DIRECTIONS
Among the entries below, find every line that contains the string "crowd", then copy it.

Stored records
* * * *

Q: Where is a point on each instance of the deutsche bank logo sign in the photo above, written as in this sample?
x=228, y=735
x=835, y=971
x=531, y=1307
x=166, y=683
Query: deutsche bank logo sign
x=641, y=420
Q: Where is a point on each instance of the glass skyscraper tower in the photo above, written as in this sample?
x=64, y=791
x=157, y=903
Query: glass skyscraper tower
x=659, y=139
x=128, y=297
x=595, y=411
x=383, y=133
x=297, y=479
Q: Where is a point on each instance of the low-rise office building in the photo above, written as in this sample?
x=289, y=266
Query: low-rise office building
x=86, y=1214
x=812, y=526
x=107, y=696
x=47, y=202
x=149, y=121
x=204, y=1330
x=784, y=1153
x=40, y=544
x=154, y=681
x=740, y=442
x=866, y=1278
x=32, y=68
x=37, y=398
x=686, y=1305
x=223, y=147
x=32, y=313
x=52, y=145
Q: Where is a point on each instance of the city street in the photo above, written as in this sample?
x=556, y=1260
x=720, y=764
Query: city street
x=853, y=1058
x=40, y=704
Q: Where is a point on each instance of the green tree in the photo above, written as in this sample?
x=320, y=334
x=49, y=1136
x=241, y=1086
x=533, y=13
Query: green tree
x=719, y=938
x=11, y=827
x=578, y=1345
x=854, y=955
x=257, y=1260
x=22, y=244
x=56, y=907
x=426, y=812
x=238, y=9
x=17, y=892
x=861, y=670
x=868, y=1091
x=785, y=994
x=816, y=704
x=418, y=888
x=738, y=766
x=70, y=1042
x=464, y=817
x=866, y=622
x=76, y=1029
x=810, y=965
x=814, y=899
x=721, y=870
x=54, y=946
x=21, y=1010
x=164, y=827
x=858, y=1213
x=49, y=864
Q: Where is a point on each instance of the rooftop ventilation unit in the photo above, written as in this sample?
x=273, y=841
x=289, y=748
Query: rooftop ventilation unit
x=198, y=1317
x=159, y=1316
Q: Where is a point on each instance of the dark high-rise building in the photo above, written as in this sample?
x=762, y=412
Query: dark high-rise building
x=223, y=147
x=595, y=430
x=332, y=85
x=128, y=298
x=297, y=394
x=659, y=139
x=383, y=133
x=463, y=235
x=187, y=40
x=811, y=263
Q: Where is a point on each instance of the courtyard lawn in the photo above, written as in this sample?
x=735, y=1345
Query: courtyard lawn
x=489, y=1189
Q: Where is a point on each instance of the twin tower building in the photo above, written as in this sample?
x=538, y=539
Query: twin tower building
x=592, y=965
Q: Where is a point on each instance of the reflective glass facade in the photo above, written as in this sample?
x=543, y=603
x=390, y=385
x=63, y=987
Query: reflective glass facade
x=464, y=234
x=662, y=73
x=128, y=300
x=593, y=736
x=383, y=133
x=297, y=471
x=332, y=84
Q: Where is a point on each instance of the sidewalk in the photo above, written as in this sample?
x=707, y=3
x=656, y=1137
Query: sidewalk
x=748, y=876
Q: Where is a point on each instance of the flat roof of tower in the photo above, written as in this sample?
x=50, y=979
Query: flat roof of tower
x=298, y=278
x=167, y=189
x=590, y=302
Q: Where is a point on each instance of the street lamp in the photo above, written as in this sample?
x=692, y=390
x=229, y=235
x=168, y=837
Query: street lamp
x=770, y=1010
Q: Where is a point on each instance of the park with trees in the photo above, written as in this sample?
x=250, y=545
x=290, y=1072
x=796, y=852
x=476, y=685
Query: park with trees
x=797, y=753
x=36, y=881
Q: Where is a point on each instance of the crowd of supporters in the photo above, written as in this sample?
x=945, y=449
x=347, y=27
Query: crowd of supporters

* * * *

SOLUTION
Q: Where is a point on each instance of the crowd of supporters in the photo above, written as in this sample?
Query: crowd of supporters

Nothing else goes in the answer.